Il y a quelques années, vous pensiez attribuer un rôle à la star de la chanson rd-congolaise Fally Ipupa. Où en êtes-vous avec ce projet cinématographique ?
Fally Ipupa est une star dont le Congo tout entier est fier et j’ai toujours rêvé de le voir faire du cinéma (du vrai cinéma) et pour le respect que j’ai pour lui, j’attends d’être prêt avant de lui parler d’un projet de ce genre. Il s’agit de «Bel Inconnu», une comédie musicale qui met en évidence la musique congolaise et des multiples péripéties que doivent traverser un artiste. Je suis sûr qu’il aimera le projet et qu’il sera partant. C’est un très beau scénario porté par des personnes très talentueuses.
Ce projet demande beaucoup de capacités et de moyens techniques, car il doit rivaliser et tenir tête à des films comme «La La La Land» et d’autres comédies musicales de renom. Pour que cela se réalise, il nous faut beaucoup de moyens financiers.
Votre regard sur le cinéma congolais ?
Etant parmi ceux qui se battent et actent pour l’émergence du cinéma congolais, je reste très positif, car nos actions commencent à porter des fruits. Je suis sûr et certain que dans les années qui viennent l’industrie du cinéma congolais aura vu le jour et que les politiques qui ont souvent négligé ce secteur, auront honte et regretteront le temps perdu.

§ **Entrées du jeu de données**
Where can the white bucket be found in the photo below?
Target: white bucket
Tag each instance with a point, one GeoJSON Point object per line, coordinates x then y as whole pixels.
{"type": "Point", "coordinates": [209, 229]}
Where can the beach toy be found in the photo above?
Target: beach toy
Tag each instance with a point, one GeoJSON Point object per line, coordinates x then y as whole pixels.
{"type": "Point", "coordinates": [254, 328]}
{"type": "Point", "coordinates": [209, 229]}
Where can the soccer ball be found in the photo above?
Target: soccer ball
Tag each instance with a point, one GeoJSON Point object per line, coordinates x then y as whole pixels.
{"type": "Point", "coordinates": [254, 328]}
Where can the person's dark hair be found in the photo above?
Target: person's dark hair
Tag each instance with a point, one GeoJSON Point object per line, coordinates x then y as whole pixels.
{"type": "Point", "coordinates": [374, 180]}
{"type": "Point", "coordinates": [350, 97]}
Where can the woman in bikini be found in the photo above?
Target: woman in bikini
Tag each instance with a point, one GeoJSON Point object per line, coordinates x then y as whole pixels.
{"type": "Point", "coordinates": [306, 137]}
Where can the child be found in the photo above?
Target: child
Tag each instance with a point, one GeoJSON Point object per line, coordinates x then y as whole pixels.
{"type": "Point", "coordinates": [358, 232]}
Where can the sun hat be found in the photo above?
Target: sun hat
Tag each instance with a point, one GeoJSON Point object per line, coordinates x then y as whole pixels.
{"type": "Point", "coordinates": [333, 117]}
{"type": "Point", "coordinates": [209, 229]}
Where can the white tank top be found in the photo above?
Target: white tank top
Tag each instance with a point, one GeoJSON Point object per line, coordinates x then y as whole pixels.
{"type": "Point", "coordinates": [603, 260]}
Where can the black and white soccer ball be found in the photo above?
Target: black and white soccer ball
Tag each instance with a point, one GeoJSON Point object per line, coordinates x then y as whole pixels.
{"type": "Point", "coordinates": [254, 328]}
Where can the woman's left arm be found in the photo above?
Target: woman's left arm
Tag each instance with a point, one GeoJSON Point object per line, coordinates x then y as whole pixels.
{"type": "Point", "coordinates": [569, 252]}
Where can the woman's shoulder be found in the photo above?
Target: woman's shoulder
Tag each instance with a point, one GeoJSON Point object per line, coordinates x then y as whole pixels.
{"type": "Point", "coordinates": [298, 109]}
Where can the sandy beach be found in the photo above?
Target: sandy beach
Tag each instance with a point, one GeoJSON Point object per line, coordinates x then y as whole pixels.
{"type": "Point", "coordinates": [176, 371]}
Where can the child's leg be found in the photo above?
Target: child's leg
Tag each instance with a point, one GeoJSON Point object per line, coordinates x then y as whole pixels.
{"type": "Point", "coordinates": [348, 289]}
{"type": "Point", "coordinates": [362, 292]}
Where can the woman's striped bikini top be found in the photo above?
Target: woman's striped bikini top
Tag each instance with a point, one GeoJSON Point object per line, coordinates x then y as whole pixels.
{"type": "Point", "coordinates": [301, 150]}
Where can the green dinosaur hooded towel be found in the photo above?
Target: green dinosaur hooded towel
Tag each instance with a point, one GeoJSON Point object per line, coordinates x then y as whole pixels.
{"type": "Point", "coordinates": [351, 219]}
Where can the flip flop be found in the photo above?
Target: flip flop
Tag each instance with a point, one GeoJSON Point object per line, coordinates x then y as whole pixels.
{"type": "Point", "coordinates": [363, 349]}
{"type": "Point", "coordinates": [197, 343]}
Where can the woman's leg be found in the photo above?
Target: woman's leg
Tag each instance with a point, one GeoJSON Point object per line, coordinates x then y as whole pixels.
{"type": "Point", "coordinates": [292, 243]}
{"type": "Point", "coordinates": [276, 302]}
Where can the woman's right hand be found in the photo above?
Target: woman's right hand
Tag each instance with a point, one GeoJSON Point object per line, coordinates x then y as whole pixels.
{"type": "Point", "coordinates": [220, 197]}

§ **SÉRIE D'EXERCICES**
(A) Répondez à ces questions à partir de l'entretien, une réponse par ligne, en reprenant les mêmes repères :
(i) Quel titre porte la comédie musicale dont parle la personne interrogée ?
(ii) Quel film est cité comme exemple de ce que ce projet doit égaler ?
(iii) D'après la personne interrogée, quels sentiments éprouveront plus tard les politiques qui ont négligé le cinéma congolais ?
(B) Dans l'entretien, relevez tout ce dont le projet de comédie musicale a besoin pour voir le jour.
(C) Reproduisez sans rien changer le passage de l'entretien qui commence par les mots contenant « Etant parmi ceux » et se termine par « le temps perdu. ».

§ **RÉPONSES AUX EXERCICES**
(A)
(i) «Bel Inconnu».
(ii) «La La La Land».
(iii) Ils auront honte et regretteront le temps perdu.

(B)
- beaucoup de capacités
- des moyens techniques
- beaucoup de moyens financiers

(C)
Etant parmi ceux qui se battent et actent pour l’émergence du cinéma congolais, je reste très positif, car nos actions commencent à porter des fruits. Je suis sûr et certain que dans les années qui viennent l’industrie du cinéma congolais aura vu le jour et que les politiques qui ont souvent négligé ce secteur, auront honte et regretteront le temps perdu.